- DATA -
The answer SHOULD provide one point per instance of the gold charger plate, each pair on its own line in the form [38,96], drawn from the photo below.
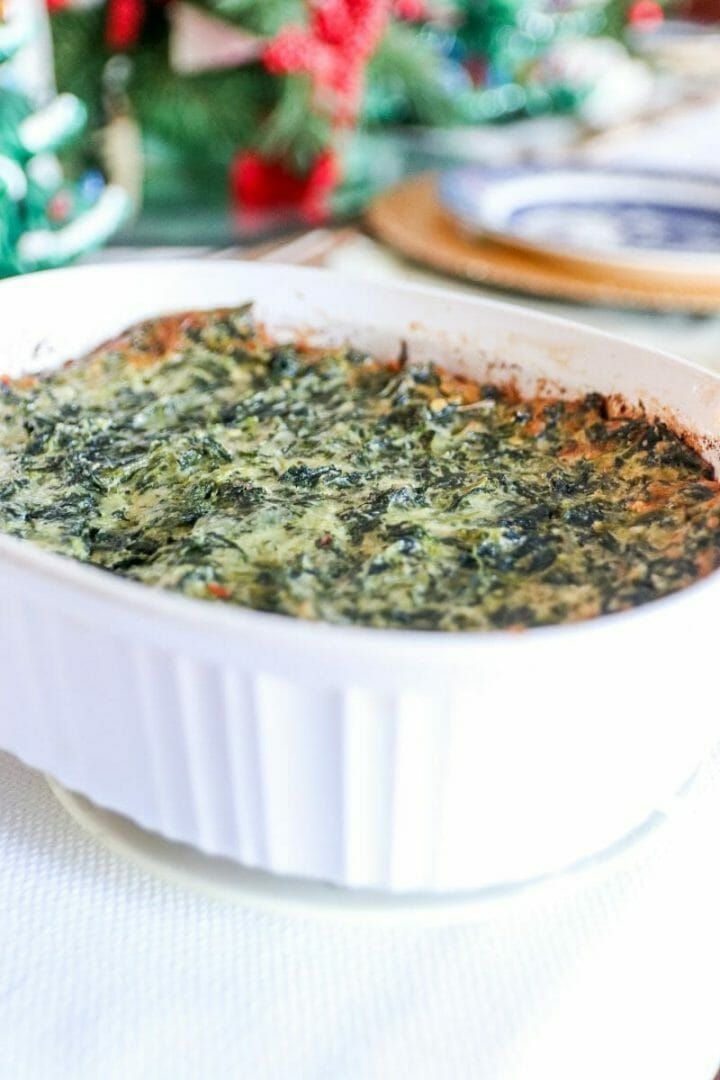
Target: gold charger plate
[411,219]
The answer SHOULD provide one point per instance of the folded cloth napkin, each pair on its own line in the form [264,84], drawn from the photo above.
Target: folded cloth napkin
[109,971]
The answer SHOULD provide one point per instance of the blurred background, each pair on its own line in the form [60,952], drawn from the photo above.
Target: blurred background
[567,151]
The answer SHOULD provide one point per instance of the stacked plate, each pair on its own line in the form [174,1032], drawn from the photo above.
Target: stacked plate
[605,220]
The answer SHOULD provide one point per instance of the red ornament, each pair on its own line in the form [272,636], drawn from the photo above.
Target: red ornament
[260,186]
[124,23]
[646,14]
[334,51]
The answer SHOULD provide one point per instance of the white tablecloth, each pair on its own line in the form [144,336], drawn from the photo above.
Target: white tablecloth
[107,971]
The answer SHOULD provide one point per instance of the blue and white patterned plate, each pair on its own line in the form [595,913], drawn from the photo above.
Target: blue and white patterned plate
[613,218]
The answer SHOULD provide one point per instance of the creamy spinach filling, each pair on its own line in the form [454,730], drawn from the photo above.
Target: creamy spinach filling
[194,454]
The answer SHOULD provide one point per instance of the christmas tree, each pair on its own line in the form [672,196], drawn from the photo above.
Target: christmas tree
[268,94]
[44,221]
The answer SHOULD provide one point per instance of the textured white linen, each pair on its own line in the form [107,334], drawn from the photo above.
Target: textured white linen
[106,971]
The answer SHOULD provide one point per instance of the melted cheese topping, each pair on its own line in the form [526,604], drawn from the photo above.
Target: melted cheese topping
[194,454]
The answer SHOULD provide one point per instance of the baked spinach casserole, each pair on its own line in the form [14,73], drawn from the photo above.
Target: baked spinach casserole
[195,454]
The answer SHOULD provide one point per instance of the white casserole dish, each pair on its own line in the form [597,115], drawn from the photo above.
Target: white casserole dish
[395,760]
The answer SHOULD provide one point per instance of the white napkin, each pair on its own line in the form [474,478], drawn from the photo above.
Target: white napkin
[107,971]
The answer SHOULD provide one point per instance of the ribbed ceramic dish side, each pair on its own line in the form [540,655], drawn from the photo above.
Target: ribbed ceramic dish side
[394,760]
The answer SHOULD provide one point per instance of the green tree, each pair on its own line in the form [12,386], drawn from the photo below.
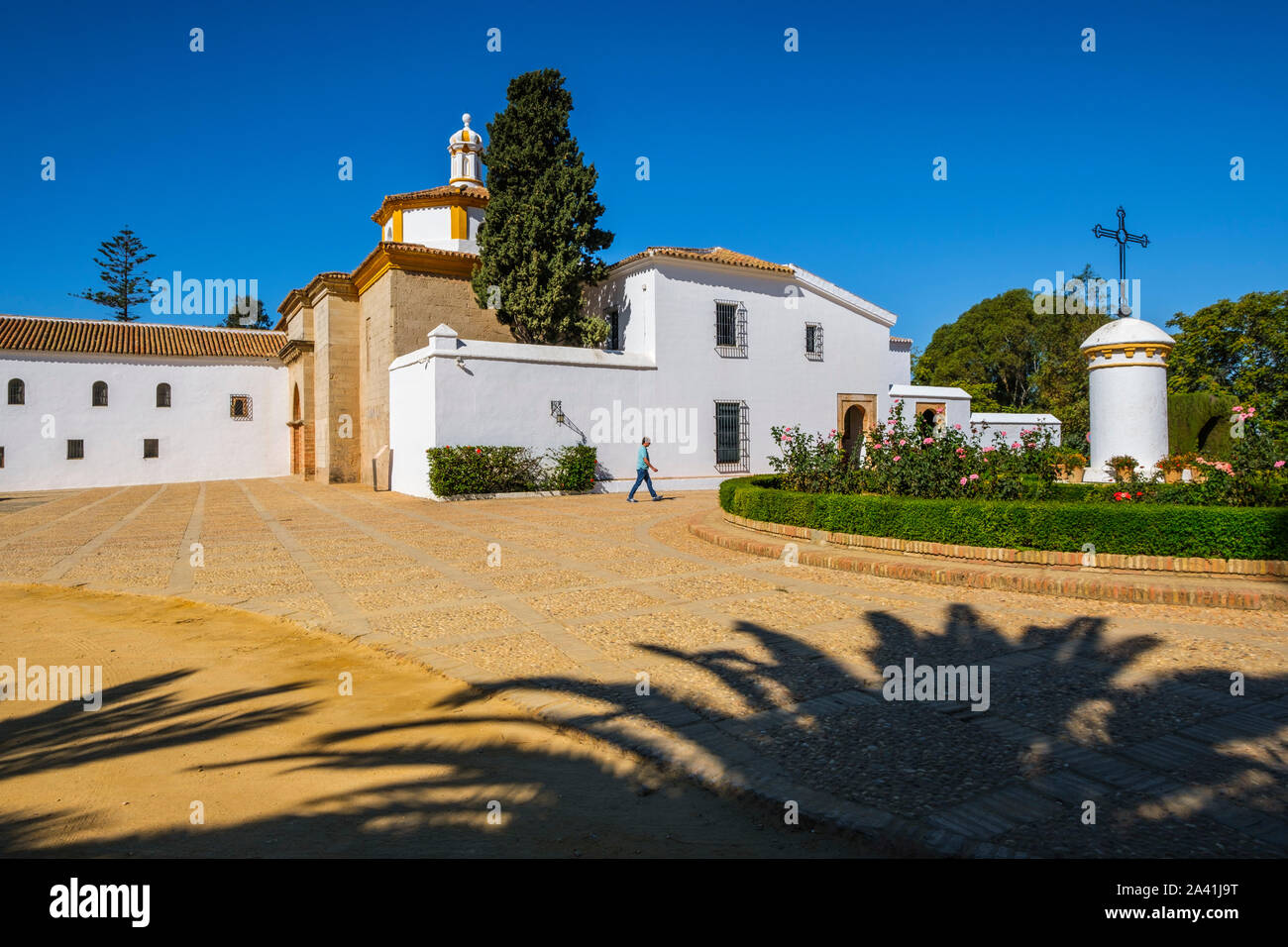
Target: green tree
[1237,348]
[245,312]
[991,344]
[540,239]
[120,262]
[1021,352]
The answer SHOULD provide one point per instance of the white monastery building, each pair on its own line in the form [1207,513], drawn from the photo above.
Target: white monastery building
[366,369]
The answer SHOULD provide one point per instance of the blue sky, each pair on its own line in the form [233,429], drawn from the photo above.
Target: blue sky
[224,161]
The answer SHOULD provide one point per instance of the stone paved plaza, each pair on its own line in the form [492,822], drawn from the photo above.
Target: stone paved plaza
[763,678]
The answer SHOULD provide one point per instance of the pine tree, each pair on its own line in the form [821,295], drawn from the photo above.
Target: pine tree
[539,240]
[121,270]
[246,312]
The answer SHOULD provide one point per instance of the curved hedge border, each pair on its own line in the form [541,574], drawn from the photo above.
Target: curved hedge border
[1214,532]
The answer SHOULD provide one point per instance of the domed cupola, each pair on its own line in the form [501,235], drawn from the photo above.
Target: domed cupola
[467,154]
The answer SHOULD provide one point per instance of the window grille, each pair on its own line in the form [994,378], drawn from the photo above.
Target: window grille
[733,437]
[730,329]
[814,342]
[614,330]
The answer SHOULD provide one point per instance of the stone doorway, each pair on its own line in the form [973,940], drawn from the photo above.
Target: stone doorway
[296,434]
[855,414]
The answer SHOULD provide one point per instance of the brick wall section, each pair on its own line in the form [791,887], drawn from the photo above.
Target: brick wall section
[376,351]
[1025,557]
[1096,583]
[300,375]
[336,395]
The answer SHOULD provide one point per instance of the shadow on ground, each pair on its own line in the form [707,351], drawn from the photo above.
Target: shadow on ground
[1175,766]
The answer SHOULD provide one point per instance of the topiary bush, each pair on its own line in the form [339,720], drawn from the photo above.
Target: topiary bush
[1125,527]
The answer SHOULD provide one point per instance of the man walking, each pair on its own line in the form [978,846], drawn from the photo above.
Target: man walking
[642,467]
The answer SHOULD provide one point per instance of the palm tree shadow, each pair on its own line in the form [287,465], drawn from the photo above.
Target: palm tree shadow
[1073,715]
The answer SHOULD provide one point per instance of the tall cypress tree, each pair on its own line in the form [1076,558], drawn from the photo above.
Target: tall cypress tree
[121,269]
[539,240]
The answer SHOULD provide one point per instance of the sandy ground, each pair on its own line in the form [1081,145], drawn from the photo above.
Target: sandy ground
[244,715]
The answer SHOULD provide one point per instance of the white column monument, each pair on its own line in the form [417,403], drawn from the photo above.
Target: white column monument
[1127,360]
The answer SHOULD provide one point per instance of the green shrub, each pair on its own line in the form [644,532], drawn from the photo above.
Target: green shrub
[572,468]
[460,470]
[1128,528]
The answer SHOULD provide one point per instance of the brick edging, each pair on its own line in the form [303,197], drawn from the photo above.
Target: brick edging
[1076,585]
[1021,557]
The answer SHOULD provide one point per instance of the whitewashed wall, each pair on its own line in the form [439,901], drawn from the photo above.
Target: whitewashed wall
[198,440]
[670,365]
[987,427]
---
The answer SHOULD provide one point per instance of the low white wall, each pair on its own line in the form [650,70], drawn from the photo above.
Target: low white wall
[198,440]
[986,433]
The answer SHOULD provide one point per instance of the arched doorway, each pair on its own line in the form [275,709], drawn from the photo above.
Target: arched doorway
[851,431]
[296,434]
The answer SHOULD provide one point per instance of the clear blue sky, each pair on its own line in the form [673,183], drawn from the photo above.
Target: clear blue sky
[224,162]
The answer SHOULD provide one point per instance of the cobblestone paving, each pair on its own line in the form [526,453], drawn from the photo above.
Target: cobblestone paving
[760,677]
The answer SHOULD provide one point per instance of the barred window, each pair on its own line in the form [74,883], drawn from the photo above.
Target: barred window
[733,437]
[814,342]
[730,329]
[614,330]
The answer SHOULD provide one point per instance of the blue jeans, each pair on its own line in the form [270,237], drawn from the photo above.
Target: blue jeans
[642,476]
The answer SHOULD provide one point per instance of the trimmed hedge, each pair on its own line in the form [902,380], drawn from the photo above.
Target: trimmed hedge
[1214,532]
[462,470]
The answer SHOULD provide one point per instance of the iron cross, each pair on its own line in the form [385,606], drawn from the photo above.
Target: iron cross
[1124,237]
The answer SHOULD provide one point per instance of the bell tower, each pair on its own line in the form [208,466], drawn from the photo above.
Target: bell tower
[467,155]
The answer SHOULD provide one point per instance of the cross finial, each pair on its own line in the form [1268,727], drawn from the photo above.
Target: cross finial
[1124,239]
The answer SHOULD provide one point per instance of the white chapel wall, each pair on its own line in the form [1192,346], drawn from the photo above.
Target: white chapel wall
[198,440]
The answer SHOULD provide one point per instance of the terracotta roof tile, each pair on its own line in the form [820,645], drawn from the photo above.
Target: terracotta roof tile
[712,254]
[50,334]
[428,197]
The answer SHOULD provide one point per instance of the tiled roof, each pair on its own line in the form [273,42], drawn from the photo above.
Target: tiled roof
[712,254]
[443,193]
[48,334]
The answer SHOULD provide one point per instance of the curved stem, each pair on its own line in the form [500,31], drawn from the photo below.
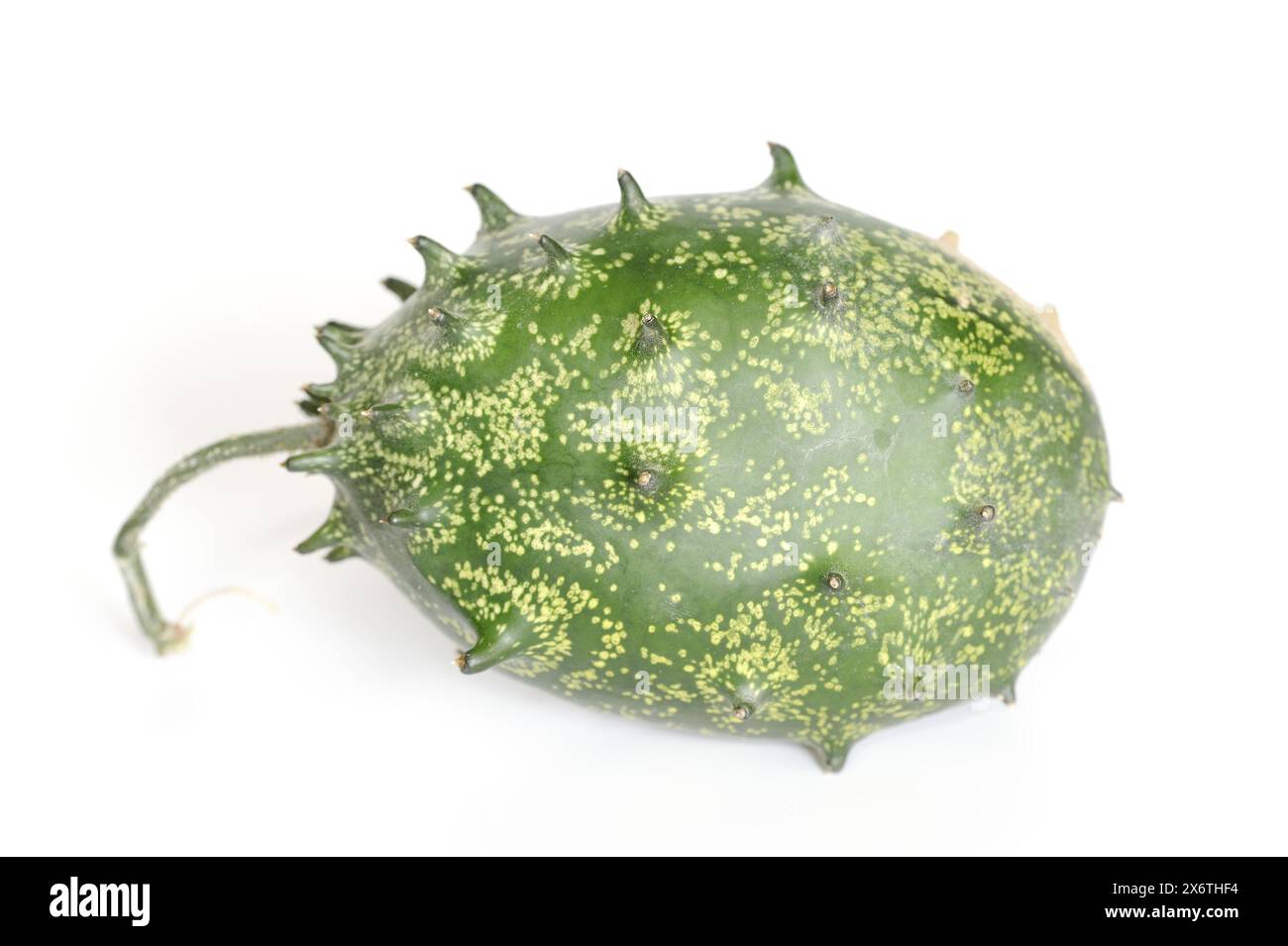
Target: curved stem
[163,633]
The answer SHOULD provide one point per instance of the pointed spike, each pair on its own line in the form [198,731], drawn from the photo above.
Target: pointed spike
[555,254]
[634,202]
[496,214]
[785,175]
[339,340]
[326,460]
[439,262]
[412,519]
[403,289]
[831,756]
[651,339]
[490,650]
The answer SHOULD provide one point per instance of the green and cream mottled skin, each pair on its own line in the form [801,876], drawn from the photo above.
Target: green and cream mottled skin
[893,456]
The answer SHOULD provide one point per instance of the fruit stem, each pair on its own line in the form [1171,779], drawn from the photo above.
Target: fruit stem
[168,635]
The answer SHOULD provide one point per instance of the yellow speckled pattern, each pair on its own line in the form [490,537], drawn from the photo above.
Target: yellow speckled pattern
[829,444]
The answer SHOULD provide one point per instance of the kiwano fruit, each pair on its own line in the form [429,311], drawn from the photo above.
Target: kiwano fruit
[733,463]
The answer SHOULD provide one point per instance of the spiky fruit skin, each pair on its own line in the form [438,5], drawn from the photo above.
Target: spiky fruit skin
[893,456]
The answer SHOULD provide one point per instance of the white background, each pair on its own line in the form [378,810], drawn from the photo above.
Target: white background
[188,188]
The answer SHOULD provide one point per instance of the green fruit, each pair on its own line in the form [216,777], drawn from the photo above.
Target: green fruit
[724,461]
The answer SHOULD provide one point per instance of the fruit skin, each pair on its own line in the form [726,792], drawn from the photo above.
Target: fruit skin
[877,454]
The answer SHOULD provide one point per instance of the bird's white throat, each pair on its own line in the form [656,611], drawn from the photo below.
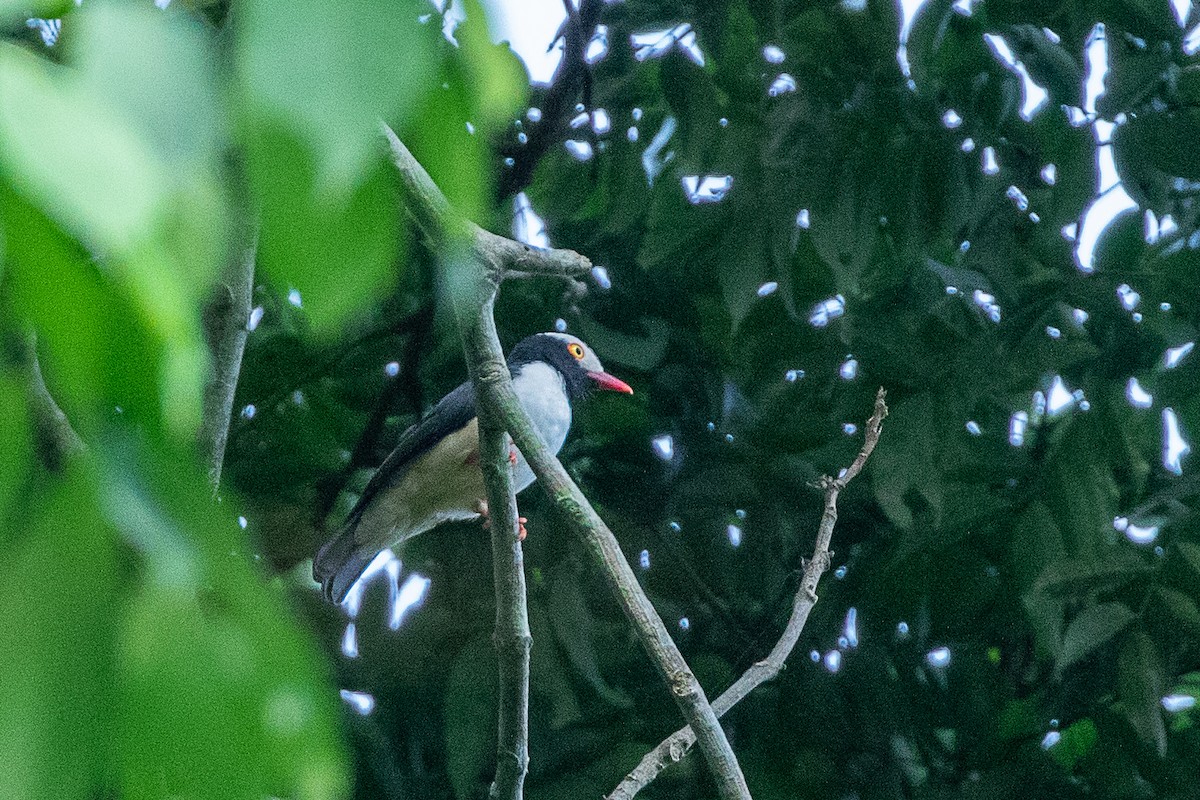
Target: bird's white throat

- INSTRUCTIONS FOR THE TASK -
The lines above that hold the word "throat" should be found and copied out.

- RESULT OF THIS EXERCISE -
The answer SHOULD provide one point per instance of the bird's white throat, each pair on its own line in the form [656,611], drawn from the photo below.
Target: bird's white throat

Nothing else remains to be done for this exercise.